Aim of the task – Write out all the entries below without any change.

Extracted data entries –

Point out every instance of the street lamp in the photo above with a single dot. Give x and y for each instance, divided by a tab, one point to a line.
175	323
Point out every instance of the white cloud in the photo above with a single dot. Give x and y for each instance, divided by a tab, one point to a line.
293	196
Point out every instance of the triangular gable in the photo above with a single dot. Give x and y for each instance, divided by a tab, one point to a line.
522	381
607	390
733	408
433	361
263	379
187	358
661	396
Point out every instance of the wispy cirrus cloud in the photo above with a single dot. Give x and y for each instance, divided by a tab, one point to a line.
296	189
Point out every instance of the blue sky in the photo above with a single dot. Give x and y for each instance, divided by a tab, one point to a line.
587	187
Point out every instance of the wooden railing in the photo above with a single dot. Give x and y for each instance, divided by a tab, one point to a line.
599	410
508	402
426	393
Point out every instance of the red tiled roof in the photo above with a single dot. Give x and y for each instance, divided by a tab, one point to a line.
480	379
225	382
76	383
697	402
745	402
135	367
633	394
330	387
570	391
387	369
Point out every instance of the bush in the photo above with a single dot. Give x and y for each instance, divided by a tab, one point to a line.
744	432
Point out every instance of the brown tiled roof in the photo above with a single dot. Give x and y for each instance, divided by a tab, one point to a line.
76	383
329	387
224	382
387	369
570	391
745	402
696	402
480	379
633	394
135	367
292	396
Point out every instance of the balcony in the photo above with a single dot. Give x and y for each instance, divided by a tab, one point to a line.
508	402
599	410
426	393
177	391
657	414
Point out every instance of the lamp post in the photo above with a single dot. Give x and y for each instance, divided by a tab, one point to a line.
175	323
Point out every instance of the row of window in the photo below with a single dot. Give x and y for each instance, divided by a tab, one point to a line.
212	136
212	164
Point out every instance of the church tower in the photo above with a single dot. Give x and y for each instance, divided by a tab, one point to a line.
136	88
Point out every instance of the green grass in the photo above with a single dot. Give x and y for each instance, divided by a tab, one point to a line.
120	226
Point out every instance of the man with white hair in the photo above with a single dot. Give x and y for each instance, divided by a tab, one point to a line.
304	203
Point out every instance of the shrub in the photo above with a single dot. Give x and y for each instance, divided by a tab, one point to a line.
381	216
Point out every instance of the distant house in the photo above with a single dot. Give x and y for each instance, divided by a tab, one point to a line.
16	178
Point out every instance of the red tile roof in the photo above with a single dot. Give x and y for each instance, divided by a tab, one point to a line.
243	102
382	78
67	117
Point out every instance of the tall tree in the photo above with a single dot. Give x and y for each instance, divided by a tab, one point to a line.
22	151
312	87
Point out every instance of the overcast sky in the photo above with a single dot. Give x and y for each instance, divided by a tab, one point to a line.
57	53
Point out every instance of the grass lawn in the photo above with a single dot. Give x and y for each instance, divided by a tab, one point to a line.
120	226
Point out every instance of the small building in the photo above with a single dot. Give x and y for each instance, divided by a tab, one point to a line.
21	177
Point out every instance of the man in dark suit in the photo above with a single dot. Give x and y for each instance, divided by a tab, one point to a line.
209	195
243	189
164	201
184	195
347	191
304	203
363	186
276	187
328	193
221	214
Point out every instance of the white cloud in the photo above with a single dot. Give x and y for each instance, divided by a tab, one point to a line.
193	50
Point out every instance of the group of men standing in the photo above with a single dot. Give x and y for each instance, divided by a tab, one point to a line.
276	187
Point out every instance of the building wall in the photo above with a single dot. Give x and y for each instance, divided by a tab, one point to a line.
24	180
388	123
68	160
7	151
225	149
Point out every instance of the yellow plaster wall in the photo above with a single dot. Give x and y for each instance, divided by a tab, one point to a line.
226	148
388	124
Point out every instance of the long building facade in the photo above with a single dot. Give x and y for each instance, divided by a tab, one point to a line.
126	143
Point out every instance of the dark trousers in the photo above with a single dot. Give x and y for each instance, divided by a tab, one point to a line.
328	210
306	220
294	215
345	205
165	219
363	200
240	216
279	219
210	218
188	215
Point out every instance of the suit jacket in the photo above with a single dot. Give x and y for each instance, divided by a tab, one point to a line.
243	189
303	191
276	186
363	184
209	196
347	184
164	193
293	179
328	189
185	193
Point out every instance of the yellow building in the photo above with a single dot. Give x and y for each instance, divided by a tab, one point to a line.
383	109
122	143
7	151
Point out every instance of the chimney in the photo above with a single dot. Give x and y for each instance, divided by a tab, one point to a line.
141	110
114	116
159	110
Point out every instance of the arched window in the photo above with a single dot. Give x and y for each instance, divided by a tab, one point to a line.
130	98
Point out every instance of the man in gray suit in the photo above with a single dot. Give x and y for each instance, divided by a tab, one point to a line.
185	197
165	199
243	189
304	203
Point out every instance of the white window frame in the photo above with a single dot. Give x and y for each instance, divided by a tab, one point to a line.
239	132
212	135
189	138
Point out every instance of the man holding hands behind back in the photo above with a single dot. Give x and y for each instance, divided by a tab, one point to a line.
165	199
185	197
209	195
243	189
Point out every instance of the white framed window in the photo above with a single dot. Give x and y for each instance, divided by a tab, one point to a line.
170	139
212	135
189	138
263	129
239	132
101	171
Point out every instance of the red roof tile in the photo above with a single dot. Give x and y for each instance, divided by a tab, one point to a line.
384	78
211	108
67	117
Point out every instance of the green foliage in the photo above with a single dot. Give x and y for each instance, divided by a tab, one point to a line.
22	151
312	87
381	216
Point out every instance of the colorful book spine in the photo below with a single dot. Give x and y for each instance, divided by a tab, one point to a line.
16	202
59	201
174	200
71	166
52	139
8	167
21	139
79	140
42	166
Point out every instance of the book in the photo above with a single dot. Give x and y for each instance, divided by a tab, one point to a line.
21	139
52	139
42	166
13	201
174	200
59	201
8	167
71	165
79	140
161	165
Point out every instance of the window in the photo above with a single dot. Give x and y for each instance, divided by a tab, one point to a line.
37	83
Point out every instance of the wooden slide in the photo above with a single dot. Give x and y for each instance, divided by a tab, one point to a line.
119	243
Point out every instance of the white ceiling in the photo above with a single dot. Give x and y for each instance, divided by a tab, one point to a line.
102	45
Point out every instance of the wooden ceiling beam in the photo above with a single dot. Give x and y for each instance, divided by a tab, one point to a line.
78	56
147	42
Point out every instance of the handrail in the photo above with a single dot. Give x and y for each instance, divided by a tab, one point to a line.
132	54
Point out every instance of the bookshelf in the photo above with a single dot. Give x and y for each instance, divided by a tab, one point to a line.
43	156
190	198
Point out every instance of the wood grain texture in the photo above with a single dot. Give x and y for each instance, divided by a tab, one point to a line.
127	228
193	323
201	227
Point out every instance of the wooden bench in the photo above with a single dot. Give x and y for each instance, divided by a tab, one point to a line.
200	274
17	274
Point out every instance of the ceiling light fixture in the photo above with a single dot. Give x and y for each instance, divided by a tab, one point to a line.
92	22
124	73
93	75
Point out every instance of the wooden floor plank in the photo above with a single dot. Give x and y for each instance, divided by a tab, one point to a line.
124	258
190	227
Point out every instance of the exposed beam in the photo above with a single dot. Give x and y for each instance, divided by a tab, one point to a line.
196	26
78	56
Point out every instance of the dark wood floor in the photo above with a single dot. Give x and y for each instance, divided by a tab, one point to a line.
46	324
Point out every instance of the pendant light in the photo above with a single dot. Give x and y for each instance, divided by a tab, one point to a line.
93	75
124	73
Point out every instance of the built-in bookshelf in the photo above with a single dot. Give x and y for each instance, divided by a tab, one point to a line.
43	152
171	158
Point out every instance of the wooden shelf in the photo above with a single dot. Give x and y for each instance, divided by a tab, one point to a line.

Exercise answer –
Point out every instance of the street lamp in the photo above with a single dot. Give x and y for each instance, divided by a tab, one point to a line.
175	323
Point out every instance of the white cloud in the photo above with a single dot. Give x and y for each instance, divided by a tab, one point to a line.
293	196
Point out every instance of the triangular gable in the photo above with a single dot. Give x and y for each instance, divided by a tab, one point to a line.
522	381
607	390
733	408
433	361
263	379
187	358
661	396
Point out every instance of the wispy cirrus cloud in the photo above with a single dot. Give x and y for each instance, divided by a tab, one point to a line.
296	189
Point out every instance of the blue sky in the photo above with a single dot. Give x and y for each instance, divided by a tab, one point to a line.
587	187
Point out every instance of the wooden railing in the photo above with a single dot. Give x and y for each instance, divided by a tab, one point to a line.
599	410
508	402
426	393
Point out every instance of the red tiled roof in the photo above with a single dot. Give x and y for each instance, divided by a tab, one point to a line.
480	379
225	382
76	383
697	402
745	402
135	367
633	394
330	387
570	391
387	369
Point out every instance of the bush in the photo above with a single dot. Give x and y for each instance, divided by a tab, one point to a line.
744	432
Point out every instance of the brown tiled roof in the photo above with a single dot. Give x and y for each instance, divided by a tab, one point to a line.
76	383
329	387
224	382
387	369
570	391
745	402
696	402
480	379
633	394
135	367
292	396
Point out every instance of the balcony in the photo above with a single dot. Give x and y for each instance, divided by a tab, one point to a line.
508	402
599	410
426	393
177	391
657	414
Point out every instance of the lamp post in the photo above with a single dot. Give x and y for each instance, divided by a tab, one point to a line.
175	323
Point out every instance of the row of window in the photo below with a single dot. Give x and y for each instance, divided by a tab, one point to a line.
212	136
212	164
Point out every instance of the church tower in the photo above with a single dot. Give x and y for each instance, divided by a tab, one point to a line.
136	88
Point out every instance of the green grass in the photo above with a single dot. Give x and y for each instance, divided by a tab, one point to a line.
120	226
Point out every instance of the man with white hair in the photo above with a single dot. Give x and y for each instance, divided by a tab, one point to a line.
304	203
Point out every instance of the shrub in the photo above with a single dot. Give x and y for each instance, divided by a tab, one point to a line.
381	216
Point out every instance of the distant house in the photo above with a single dot. Give x and y for each instance, divided by a tab, one point to a line.
16	178
Point out every instance of the red tile roof in the photo above with a single dot. Give x and y for each instance, divided by a tab, one point to a line.
243	102
382	78
67	117
Point out every instance of the tall tree in the photo above with a single dot. Give x and y for each instance, divided by a tab, one point to a line.
22	151
312	87
Point out every instance of the overcast sky in the photo above with a single dot. Give x and y for each instance, divided by a tab, one point to a line.
57	53
Point out every instance of the grass lawn in the photo above with a single dot. Give x and y for each instance, divided by a tab, one point to a line.
120	226
Point out every instance of the small building in the photo above with a single dot. Give x and y for each instance, divided by a tab, one point to a line.
21	177
Point out every instance of the man in dark suit in the photo above with a single dot. Give x and y for each instance, divided by a tab, one point to a line.
209	195
243	189
164	201
184	195
347	191
304	203
363	186
276	187
328	193
221	214
Point out every instance of the white cloud in the photo above with a single dot. Give x and y for each instance, divided by a tab, one point to a line.
193	50
Point out every instance of the group of men standing in the photo above with a single dot. Give x and y for each instance, divided by a tab, one point to a line.
276	187
Point out every instance of the building wall in the photo above with a single dot. Give x and y for each instance, divided by a tab, one point to a line.
24	180
388	123
68	160
7	151
225	149
Point out every instance of the yellow plaster wall in the photo above with a single dot. Give x and y for each instance, divided by a tab, one point to a line.
226	148
388	124
Point out every instance of the long building facade in the photo above with a single dot. Give x and y for each instance, divided by a tab, one point to a line.
126	143
Point out every instance of the dark trousers in the photo above with a single dot. Give x and y for each instance, divided by a tab, one point to a line.
328	210
306	220
294	215
345	205
165	219
363	200
240	216
279	219
210	218
188	215
Point out every instance of the suit jacket in the photo above with a single dot. Give x and y for each instance, divided by a tab, one point to a line.
243	189
303	191
276	186
363	184
209	196
347	184
164	193
293	179
328	189
185	193
Point out every instance of the yellow building in the photo above with a single dot. Give x and y for each instance, divided by a tab, one point to a line.
383	109
122	143
7	151
Point out every instance of the chimney in the photo above with a single dot. Give x and y for each instance, divided by a tab, one point to a line.
141	110
114	116
159	110
Point out every instance of the arched window in the photo above with a single dot. Give x and y for each instance, divided by a tab, one point to a line.
130	98
Point out every instance of the man in gray suit in the photo above with a single dot. Give x and y for each instance, divided by a tab, one point to a line.
185	197
165	199
243	189
304	203
Point out every instance of the white window frame in the photo above with a single dot. Give x and y for each instance, divided by a tab, one point to a line.
239	132
212	135
189	138
Point out every instance of the man holding hands behind back in the photo above with a single dot. Give x and y for each instance, divided by a tab, one point to a line.
165	199
185	197
209	195
243	189
Point out every instance of the white framed window in the photo above with a single dot. Give x and y for each instance, divided by a tab, one point to a line.
170	139
212	135
189	138
263	129
239	132
101	171
Point out every instance of the red roof tile in the photo above with a single dot. Give x and y for each instance, divided by a tab, one point to a line.
384	78
211	108
67	117
Point out every instance of the green foliage in the photo above with a single dot. Give x and y for each instance, divided by a tab, one point to a line.
22	151
312	87
381	216
Point out every instance of the colorful book spine in the photo below with a single dot. Give x and y for each instance, divided by a tab, one point to a line.
16	202
59	201
174	200
71	166
52	139
8	167
21	139
79	140
42	166
Point out every instance of the book in the photo above with a single dot. Give x and y for each instance, divided by a tab, one point to a line.
21	139
52	139
42	166
13	201
174	200
59	201
8	167
71	165
79	140
161	165
Point out every instance of the window in the photo above with a single dot. Give x and y for each instance, divided by a tab, one point to a line.
37	83
Point out every instance of the wooden slide in the photo above with a single dot. Give x and y for each instance, divided by a tab, one point to a line.
119	243
Point out every instance of the white ceiling in the photo above with a single dot. Give x and y for each instance, divided by a tab, one point to a line.
102	45
Point out every instance of the wooden ceiling beam in the photo above with a single dot. Give x and y for each instance, divided by a tab, one point to a line.
78	56
147	42
Point out every instance of the handrail in the photo above with a single dot. Give x and y for each instance, divided by a tab, one point to a line.
132	54
Point out every instance of the bookshelf in the photo above with a single dot. Give x and y for each instance, divided by a tab, one point to a line.
43	156
190	198
Point out every instance of the wood grain texture in the photo above with a single dot. Give x and y for each instance, divided by a tab, one point to a line.
127	228
193	323
201	227
Point out every instance of the wooden bench in the photo above with a single dot. Give x and y for each instance, divided by a tab, one point to a line.
200	274
17	274
Point out every instance of the ceiling light fixture in the photo above with a single dot. Give x and y for each instance, divided by a tab, one point to a line.
92	22
124	73
93	75
Point out every instance of the wooden floor plank in the photo above with a single dot. Give x and y for each instance, divided by a tab, one point to a line.
124	258
190	227
Point out every instance of the exposed beam in the photo above with a single dot. Give x and y for each instance, divided by a tab, one point to a line.
196	26
78	56
Point out every instance of the dark wood floor in the photo above with a single dot. Give x and y for each instance, divided by a tab, one point to a line.
46	324
Point out every instance of the pendant light in the photo above with a single dot. Give x and y for each instance, divided by a tab, one point to a line.
93	75
124	73
Point out every instance of the built-in bookshelf in the photo above with a single dot. Give x and y for each instance, divided by a tab, one point to a line.
43	152
171	158
Point out every instance of the wooden shelf in the photo above with a single dot. Give x and y for each instance, divided by a tab, one point to a line.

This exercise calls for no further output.